* [Stored data]:
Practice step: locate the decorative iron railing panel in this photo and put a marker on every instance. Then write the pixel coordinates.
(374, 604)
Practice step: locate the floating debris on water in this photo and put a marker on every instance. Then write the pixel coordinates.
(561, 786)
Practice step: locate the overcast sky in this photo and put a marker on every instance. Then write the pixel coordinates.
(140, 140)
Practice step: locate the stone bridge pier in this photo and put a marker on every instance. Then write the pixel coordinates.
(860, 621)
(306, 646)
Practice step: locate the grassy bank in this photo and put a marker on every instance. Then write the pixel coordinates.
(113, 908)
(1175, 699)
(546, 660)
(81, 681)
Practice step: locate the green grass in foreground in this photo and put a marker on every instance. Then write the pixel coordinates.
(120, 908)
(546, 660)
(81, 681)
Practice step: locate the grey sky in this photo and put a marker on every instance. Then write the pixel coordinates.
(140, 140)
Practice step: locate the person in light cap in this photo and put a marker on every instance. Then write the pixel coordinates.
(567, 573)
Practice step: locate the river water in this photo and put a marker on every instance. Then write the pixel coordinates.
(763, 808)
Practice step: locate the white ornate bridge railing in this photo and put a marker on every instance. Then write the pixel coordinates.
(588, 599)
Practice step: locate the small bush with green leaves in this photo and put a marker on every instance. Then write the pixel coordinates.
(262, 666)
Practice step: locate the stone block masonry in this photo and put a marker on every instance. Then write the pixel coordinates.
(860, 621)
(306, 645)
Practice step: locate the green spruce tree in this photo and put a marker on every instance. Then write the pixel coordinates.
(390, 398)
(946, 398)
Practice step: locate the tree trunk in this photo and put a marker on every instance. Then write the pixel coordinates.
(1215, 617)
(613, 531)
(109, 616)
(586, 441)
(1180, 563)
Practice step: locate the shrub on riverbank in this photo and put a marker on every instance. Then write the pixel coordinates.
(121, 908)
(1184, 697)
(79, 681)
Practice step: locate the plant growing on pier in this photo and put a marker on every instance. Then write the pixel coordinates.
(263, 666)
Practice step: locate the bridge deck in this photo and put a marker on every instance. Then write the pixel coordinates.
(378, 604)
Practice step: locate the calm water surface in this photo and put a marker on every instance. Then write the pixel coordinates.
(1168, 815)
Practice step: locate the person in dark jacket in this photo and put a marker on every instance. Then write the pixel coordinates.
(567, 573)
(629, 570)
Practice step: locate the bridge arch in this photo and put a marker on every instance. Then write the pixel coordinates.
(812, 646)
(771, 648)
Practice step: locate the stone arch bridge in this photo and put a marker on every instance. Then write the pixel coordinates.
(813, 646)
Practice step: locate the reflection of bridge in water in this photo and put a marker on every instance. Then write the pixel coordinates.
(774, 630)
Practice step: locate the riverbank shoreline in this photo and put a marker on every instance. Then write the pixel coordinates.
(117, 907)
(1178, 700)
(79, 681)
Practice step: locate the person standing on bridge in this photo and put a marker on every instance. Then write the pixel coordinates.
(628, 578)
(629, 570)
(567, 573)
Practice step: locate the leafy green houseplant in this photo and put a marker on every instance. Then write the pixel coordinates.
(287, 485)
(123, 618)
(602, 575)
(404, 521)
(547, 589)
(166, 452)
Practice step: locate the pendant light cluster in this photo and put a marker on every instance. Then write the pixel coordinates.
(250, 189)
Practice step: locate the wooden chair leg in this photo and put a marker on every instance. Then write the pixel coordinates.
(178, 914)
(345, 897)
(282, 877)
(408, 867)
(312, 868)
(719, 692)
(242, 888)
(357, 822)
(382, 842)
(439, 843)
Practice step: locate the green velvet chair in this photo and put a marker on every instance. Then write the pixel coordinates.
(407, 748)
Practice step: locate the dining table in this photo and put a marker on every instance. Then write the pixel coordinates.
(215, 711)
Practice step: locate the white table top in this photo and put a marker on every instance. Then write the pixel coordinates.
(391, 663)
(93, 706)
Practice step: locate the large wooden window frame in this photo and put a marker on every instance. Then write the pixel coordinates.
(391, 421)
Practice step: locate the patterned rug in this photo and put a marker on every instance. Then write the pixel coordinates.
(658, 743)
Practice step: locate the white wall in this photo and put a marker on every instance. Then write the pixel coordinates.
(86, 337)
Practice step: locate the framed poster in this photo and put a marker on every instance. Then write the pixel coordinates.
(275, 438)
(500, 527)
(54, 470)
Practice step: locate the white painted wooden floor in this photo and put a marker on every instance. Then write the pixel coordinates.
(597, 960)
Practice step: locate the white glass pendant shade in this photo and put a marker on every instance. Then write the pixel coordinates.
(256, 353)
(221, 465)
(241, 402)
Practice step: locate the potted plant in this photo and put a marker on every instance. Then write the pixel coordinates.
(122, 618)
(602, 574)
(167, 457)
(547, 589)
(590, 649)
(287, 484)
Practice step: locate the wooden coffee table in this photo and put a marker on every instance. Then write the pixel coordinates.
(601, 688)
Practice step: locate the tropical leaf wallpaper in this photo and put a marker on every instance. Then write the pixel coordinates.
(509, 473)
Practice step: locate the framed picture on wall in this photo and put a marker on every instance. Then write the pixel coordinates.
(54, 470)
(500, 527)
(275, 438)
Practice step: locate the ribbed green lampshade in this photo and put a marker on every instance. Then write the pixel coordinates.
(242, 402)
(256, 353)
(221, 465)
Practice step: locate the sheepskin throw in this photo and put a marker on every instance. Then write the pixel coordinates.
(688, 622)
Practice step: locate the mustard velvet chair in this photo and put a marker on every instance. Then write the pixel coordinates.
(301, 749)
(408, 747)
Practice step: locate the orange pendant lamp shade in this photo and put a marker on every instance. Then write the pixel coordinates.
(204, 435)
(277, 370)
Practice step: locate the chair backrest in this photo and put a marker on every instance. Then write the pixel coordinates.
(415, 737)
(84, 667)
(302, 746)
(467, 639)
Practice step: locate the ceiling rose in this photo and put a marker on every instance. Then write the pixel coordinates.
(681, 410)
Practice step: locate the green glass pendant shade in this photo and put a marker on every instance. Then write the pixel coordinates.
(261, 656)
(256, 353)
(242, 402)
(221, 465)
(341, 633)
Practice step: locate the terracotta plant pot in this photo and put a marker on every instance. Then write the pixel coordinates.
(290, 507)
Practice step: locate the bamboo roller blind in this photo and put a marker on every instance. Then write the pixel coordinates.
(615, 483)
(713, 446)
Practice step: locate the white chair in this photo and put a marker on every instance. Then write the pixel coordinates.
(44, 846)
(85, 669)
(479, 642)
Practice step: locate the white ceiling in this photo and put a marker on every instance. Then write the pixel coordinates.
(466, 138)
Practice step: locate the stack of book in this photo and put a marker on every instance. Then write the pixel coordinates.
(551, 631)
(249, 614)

* [What is required]: Reproduce every line of the material exactly.

* [Task output]:
Practice step: locate the decorative iron railing panel in this photo and put a marker on every instance. Then write the pixel coordinates.
(374, 604)
Practice step: locate the floating debris on water in this photo and put a marker on every instance. Then write the pixel coordinates.
(561, 786)
Practice step: locate the overcast sky in this photo and put a marker on every instance. Then write the pixel coordinates.
(140, 140)
Practice step: locate the stone bridge pier in this photo and put a marker on every instance. Then write the pixel coordinates.
(860, 621)
(306, 646)
Practice step: locate the grassy bank in this photo and put a marker on every instance. Then write the pixel coordinates.
(113, 908)
(1175, 699)
(546, 660)
(81, 681)
Practice step: locate the green grass in foreground in this photo and put a marker on every instance. Then write the pixel coordinates.
(120, 908)
(546, 660)
(81, 681)
Practice step: locate the grey sky in this photo and put a marker on every instance. Then write the pixel coordinates.
(140, 140)
Practice step: locate the person in light cap in this photo and put a marker on every instance. Then write the pixel coordinates.
(567, 573)
Practice step: locate the river water in this photo and put a marker on every instance. Then write the pixel coordinates.
(763, 808)
Practice step: locate the white ornate bridge railing in this photo and put a marker on every instance. Then write the pixel coordinates.
(588, 599)
Practice step: locate the small bush with green leaves in this photo and put a marker on every instance. Then write the pixel coordinates.
(262, 666)
Practice step: locate the stone block masonry in this photo and put a marker on every instance. Then write the pixel coordinates.
(860, 621)
(306, 645)
Practice step: locate the green spruce tree in this photo and put a marker on every instance. Then write the pixel coordinates.
(390, 398)
(946, 398)
Practice step: locate the tree trunk in this photo and put a marker on every instance. Then write the pixel coordinates.
(1215, 617)
(613, 531)
(109, 616)
(586, 441)
(1180, 563)
Practice step: locate the shrub on riverbank in this photo and put a marker on every instance. Then write the pixel coordinates.
(121, 908)
(1184, 697)
(79, 681)
Practice step: locate the plant growing on pier in this photo and put a marker on every instance. Then write the pixel coordinates.
(263, 666)
Practice step: locate the bridge deck in this photo and put a marker on every instance. Then write the pixel coordinates.
(378, 604)
Practice step: locate the calm water surface in this photo and put a marker on every instance. Then write the pixel coordinates.
(1168, 815)
Practice step: locate the person in dark jacket in this photo and put a marker on every instance. Then write the pixel coordinates.
(567, 573)
(629, 570)
Practice step: locate the bridge arch in this photo and put a marker on every instance. Then write the pixel coordinates.
(812, 646)
(771, 648)
Practice step: locate the stone arch bridge in this photo and put a marker on every instance. Then write the pixel coordinates.
(813, 646)
Practice step: locate the reflection of bridge in water in this photo and put a marker on every instance. Then write the pixel coordinates.
(774, 630)
Practice step: locate the riverbank shoreline in this photo and put a marker on every instance. Then write the pixel coordinates.
(117, 907)
(1178, 700)
(79, 681)
Practice step: locate the person standing on bridge in this photo and put a marker on every instance. Then write the pixel coordinates.
(628, 578)
(629, 570)
(567, 573)
Practice step: locate the leafy green houseplant in this photo and put a marker on every instance. Then write the pixel coordinates.
(287, 485)
(123, 618)
(602, 575)
(404, 521)
(547, 589)
(166, 452)
Practice step: locate the pendant light cluster in this photo and put a marker on every instance. Then write the pixel coordinates.
(250, 189)
Practice step: locate the wooden chair leg in this photo and put a marker on every instance. Then write the pixel coordinates.
(178, 914)
(345, 897)
(282, 877)
(408, 867)
(312, 868)
(719, 692)
(242, 888)
(357, 822)
(382, 842)
(439, 843)
Practice step: locate the green velvet chair in this photo and put a marker on every instance. Then write the pixel coordinates.
(407, 748)
Practice step: locate the dining table in this photo and put a marker on every instance. Then write the pixel coordinates.
(215, 711)
Practice step: locate the white table top in this photo and put a marker on every instance. Then write the pixel coordinates.
(391, 663)
(93, 706)
Practice step: locate the large wooden window frame in this photo and put a marker on every instance. Then write the pixel coordinates.
(391, 421)
Practice step: locate the patterned rug in this photo and put a marker on every instance. Then write the pixel coordinates.
(658, 743)
Practice step: locate the white wall in this photo and put a marker on every instance. Then write the pixel coordinates.
(86, 337)
Practice step: locate the framed poster in this photo and put a marker on every instance. Then write the pixel coordinates.
(275, 438)
(500, 527)
(54, 470)
Practice step: locate the white painted wooden floor in this photo and put a marker on every instance. Then write the pixel coordinates.
(597, 960)
Practice step: locate the white glass pendant shade in this photo and put a marker on every instance. Then write the pixel coordinates.
(256, 353)
(221, 465)
(241, 402)
Practice step: locate the potted plant in this photo and put a marker on every instance. Then write the pixel coordinates.
(122, 618)
(602, 574)
(167, 457)
(547, 589)
(590, 649)
(287, 484)
Practice step: locate the wooden coffee table in this photo and put a marker on every instance. Then write the pixel coordinates.
(601, 688)
Practice step: locate the tropical leaf wallpaper in this photo and put a marker on every instance. Then write the pixel coordinates.
(509, 473)
Practice step: locate the framed picture on wall in this photo and put a marker on every instance. Then write the pixel coordinates.
(54, 470)
(500, 527)
(275, 438)
Practice step: locate the ribbed green lampshade in this photo and put a marker on every instance. Then write the pixel coordinates.
(242, 402)
(256, 353)
(221, 465)
Practice step: locate the sheepskin throw in this photo and put a marker on every instance. Then write the pixel coordinates.
(688, 622)
Practice step: locate the mustard velvet chair in this photo and put a marker on every instance. Then write the pixel coordinates.
(301, 749)
(408, 747)
Practice step: locate the orange pendant lamp shade in this photo and put a marker on every instance. Then write the pixel coordinates.
(204, 435)
(277, 370)
Practice step: locate the chair backrest in this photo and put a marker on every instance. Then write the pixel coordinates.
(415, 737)
(84, 667)
(302, 746)
(467, 639)
Practice step: locate the ceiling rose in this photo and put a marker on every instance. Then write the pixel coordinates.
(681, 410)
Practice step: locate the green glass pendant shade in this photo and put a marker on every instance. Then write the pixel coordinates.
(261, 656)
(256, 353)
(242, 402)
(221, 465)
(341, 633)
Practice step: locate the terracotta plant pot in this photo and put a marker on every instance. Then write the pixel coordinates.
(290, 507)
Practice step: locate the bamboo roller blind in this photo and put a marker on every instance. Then write the pixel coordinates.
(615, 483)
(713, 446)
Practice step: locate the white chair in this photo and put a marker on every instance. Then write the pixel coordinates.
(44, 846)
(85, 669)
(479, 642)
Practice step: locate the white ceiling in this photo and put a marker on every instance. Then write the pixel coordinates.
(466, 138)
Practice step: locate the stack of book in this photo and put a marker on every instance. Then write the pixel coordinates.
(551, 631)
(249, 614)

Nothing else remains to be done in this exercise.